_Goal of the exercise_
Please return the text below on Keller's preaching, word for word, starting at "Jesus is the true and better Abraham, who" and ending at "up and discipline us.".

_Extract to read_
__________
1. What we must do: Put God first in every area of life, as Abraham did. (This is unfortunately where many sermons end!)

2. But we can’t: We can’t! We won’t! So we deserve to be condemned.

3. But there was one who did: On the cross, Jesus put God first. His was the ultimate and perfect act of submission to God. Jesus is the only one to whom God ever said, “Obey me, and as a result I will judge you and condemn you.” Jesus obeyed anyway—just for truth’s sake, for God’s sake. The only perfect act of submission.

4. Only now can we change: Only when we see that Jesus obeyed as Abraham did—for us!—can we begin to live like Abraham. Let your heart be shaped by this.21

Again, the point is not that every faithful sermon will simulate this structure. But a preacher’s approach is incomplete if he virtually never sounds a “by the mercies of God, live like Abraham” note. Some gospel-centered voices are so allergic to sounding moralistic that they end up, despite good intentions, not sounding much like the Bible. Moral application (good) becomes moralistic application (bad) only when divorced from gospel grace.

Keller didn’t shy away from direct moral application; this book, in fact, is a tour of Scripture-derived imperatives: resist idolatry (chap. 2), avoid moralism (chap. 3), be a good friend (chap. 4), work for God’s glory (chap. 5), live justly (chap. 6), pray fervently (chap. 7), and suffer courageously (chap. 8). From beginning to end, Keller summons us to life transformation by the power of the Spirit. But we’ll lose our footing if we don’t start from a robust foundation of grace.22

Jesus, the True and Better

The Old Testament presents endless opportunities to discover the manifold wonders of Jesus Christ. We can see his glory in the Bible’s every theme,23 every genre and section,24 every deliverance storyline,25 every major image,26 and, of course, every major figure.27 As for the latter, it’s hard to improve on Keller’s classic formulation. (Read slowly—this is not just a rhetorical flourish; it captures the greatest news in the world.)

Jesus is the true and better Adam, who passed the test in the garden and whose obedience is imputed to us. . . .

Jesus is the true and better Abel, who, though innocently slain, has blood that cries out for our acquittal, not our condemnation. . . .

Jesus is the true and better Abraham, who answered the call of God to leave the comfortable and familiar and go out into the void, “not knowing whither he went,” to create a new people of God.

Jesus is the true and better Isaac, who was not just offered up by his father on the mount but was truly sacrificed for us all. God said to Abraham, “Now I know you love me, because you did not withhold your son, your only son whom you love, from me.” [So] we can say to God, “Now we know that you love us, because you did not withhold your son, your only son whom you love, from us.”

Jesus is the true and better Jacob, who wrestled with God and took the blow of justice we deserved so that we, like Jacob, receive only the wounds of grace to wake us up and discipline us.

Jesus is the true and better Joseph, who, at the right hand of the king, forgives those who betrayed and sold him and uses his new power to save them.

Jesus is the true and better Moses, who stands in the gap between the people and the Lord and who mediates a new covenant. . . .

Jesus is the true and better rock of Moses, who, struck with the rod of God’s justice, now gives us water in the desert.

Jesus is the true and better Job—the truly innocent sufferer—who then intercedes for and saves his stupid friends. . . .
__________
_Raw data_
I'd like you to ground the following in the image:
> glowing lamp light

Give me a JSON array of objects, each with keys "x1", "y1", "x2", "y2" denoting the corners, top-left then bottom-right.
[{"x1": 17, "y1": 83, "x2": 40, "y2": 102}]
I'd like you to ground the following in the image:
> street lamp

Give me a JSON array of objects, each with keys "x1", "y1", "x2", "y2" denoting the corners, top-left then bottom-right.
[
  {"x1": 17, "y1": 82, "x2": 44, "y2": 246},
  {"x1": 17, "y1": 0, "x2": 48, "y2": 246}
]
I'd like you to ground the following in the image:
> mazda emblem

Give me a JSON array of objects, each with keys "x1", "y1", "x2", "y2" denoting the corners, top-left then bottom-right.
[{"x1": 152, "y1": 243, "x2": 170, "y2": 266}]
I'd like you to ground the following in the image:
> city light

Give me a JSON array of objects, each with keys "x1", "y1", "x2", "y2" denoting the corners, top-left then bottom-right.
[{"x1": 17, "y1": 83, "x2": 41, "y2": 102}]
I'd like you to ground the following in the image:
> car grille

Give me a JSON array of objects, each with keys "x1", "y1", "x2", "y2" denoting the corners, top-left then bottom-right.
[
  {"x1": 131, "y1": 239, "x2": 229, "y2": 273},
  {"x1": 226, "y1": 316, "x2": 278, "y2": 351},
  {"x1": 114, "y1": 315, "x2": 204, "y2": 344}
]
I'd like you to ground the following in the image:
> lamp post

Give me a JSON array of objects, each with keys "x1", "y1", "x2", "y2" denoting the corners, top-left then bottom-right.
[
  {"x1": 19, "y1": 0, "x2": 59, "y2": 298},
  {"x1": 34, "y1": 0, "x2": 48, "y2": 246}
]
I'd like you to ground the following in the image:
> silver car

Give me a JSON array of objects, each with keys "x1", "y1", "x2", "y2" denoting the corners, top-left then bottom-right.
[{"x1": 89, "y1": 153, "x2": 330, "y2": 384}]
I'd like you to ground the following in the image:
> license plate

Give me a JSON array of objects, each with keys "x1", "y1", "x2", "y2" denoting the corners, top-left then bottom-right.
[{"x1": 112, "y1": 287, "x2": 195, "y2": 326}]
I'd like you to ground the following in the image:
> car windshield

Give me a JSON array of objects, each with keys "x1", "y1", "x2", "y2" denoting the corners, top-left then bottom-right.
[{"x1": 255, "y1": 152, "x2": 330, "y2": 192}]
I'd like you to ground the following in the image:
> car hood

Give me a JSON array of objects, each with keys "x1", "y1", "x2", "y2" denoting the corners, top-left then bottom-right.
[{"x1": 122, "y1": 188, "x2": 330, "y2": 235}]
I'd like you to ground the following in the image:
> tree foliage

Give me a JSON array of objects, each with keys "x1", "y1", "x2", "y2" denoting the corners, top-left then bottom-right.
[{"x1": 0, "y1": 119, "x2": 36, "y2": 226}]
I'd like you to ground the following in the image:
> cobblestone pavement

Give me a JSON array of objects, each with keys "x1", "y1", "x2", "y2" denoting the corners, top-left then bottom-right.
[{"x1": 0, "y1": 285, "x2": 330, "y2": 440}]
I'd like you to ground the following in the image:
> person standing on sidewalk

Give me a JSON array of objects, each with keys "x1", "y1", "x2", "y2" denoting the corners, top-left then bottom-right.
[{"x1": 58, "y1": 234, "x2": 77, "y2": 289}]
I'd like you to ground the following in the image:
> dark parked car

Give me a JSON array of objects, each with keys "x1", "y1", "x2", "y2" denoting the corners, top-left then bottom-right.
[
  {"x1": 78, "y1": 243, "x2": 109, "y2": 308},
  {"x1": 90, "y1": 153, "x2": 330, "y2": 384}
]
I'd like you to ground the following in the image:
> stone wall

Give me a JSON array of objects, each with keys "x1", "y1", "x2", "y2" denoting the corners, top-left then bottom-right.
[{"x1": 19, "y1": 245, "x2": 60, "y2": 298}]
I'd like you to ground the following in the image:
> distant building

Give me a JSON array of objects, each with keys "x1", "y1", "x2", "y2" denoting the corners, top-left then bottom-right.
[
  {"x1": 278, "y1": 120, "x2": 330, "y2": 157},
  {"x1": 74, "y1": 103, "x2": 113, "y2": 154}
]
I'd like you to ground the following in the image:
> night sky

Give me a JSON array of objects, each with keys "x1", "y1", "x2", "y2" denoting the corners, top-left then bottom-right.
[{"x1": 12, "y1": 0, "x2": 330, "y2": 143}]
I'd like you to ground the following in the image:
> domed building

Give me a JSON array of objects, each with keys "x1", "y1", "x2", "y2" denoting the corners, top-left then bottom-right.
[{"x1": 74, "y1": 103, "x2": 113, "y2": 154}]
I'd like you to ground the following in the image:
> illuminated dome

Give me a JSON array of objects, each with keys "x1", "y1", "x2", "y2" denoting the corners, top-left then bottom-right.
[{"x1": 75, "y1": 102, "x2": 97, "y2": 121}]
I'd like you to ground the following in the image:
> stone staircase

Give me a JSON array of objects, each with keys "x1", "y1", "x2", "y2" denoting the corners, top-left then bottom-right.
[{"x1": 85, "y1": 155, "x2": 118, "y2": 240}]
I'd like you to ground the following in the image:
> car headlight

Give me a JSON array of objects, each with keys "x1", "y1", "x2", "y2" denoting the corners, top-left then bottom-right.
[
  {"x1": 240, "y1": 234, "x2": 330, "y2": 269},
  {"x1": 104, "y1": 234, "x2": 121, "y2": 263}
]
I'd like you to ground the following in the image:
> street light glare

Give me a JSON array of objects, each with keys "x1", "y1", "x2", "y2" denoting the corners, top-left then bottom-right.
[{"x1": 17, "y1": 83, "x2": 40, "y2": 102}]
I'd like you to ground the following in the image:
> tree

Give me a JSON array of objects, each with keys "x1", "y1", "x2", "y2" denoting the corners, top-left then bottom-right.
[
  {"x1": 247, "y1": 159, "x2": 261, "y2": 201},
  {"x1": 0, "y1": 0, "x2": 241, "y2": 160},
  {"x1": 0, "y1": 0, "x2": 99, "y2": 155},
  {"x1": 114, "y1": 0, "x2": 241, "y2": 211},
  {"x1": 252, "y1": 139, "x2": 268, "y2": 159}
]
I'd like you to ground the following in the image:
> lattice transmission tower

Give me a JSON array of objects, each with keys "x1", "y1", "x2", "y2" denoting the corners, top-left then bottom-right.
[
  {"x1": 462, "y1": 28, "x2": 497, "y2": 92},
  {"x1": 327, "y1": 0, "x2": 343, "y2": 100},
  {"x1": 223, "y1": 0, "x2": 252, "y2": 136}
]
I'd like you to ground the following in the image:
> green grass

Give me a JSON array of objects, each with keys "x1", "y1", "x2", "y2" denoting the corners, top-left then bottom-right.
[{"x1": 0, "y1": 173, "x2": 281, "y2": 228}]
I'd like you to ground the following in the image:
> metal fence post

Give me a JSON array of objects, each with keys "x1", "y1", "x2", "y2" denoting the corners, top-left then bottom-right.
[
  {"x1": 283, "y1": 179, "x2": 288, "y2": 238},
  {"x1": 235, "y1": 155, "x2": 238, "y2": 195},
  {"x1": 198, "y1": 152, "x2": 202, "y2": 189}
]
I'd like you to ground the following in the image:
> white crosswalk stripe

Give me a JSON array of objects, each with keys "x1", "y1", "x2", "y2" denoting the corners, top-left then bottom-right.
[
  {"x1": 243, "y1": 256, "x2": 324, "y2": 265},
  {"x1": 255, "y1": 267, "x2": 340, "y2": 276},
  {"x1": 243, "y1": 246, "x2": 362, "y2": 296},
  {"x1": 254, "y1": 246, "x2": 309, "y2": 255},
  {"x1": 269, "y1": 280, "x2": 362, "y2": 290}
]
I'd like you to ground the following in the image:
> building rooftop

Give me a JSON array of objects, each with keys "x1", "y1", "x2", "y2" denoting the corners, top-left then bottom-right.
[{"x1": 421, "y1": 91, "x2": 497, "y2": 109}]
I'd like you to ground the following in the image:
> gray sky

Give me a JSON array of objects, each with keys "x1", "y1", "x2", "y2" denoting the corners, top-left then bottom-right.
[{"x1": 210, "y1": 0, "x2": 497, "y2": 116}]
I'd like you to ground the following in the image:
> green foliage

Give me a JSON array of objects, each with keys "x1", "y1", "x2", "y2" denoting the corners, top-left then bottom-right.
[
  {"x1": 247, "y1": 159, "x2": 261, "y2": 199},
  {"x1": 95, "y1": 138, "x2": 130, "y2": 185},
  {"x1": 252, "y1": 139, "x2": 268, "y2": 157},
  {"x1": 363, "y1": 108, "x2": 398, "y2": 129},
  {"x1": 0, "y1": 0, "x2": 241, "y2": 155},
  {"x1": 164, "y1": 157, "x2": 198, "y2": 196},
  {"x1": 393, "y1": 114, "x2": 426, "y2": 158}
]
__________
_Reply_
Jesus is the true and better Abraham, who answered the call of God to leave the comfortable and familiar and go out into the void, “not knowing whither he went,” to create a new people of God.

Jesus is the true and better Isaac, who was not just offered up by his father on the mount but was truly sacrificed for us all. God said to Abraham, “Now I know you love me, because you did not withhold your son, your only son whom you love, from me.” [So] we can say to God, “Now we know that you love us, because you did not withhold your son, your only son whom you love, from us.”

Jesus is the true and better Jacob, who wrestled with God and took the blow of justice we deserved so that we, like Jacob, receive only the wounds of grace to wake us up and discipline us.